### Given problem
Copy the listing below word for word, beginning with the line that contains "Target: dirt path" and continuing through the end of the listing.
>> BEGIN
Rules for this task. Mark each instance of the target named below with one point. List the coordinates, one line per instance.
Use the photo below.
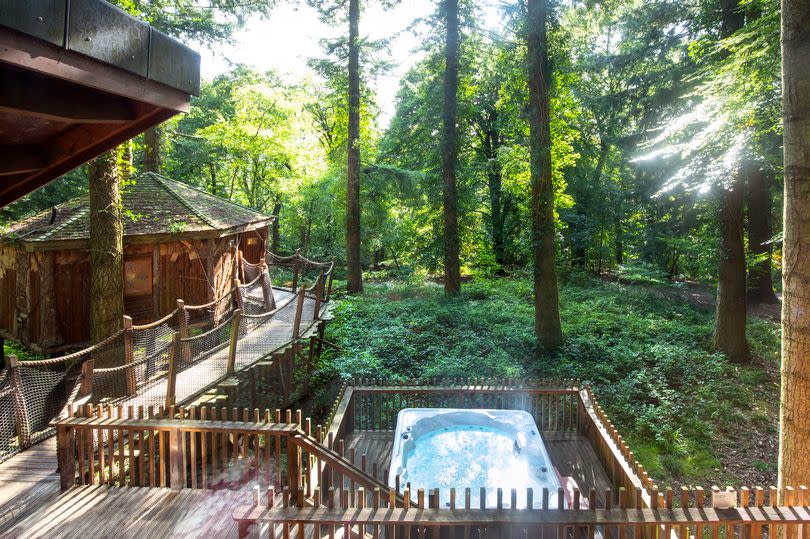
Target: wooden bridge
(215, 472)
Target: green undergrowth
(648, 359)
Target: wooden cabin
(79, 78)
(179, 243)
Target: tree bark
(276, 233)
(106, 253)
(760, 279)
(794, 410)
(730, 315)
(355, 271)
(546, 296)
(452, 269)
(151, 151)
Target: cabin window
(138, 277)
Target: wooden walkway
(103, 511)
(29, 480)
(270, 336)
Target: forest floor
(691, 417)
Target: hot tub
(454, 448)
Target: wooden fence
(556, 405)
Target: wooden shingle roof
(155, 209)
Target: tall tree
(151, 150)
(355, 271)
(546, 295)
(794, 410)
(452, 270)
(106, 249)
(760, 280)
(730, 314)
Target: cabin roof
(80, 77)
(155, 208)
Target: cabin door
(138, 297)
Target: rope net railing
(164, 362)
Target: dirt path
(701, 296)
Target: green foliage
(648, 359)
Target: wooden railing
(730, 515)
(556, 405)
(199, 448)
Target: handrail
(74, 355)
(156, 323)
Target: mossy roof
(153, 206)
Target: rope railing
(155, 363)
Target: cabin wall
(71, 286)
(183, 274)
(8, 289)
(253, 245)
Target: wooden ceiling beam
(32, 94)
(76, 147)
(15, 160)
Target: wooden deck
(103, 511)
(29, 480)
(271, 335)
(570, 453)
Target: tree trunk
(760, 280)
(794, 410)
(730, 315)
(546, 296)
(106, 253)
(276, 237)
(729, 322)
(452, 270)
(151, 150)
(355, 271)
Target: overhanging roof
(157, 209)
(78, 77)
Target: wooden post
>> END
### Response to the task
Target: dirt path
(701, 296)
Target: green foliage
(648, 359)
Target: wooden railing
(730, 515)
(556, 405)
(199, 448)
Target: handrail
(74, 355)
(156, 323)
Target: mossy roof
(153, 206)
Target: rope railing
(155, 363)
Target: cabin wall
(71, 286)
(183, 274)
(8, 289)
(253, 245)
Target: wooden ceiling beam
(32, 94)
(76, 147)
(15, 160)
Target: wooden deck
(103, 511)
(29, 480)
(271, 335)
(570, 453)
Target: tree trunk
(760, 280)
(794, 410)
(730, 315)
(546, 296)
(106, 253)
(276, 237)
(729, 322)
(452, 270)
(151, 150)
(355, 271)
Target: overhanging roof
(157, 209)
(78, 77)
Target: wooden post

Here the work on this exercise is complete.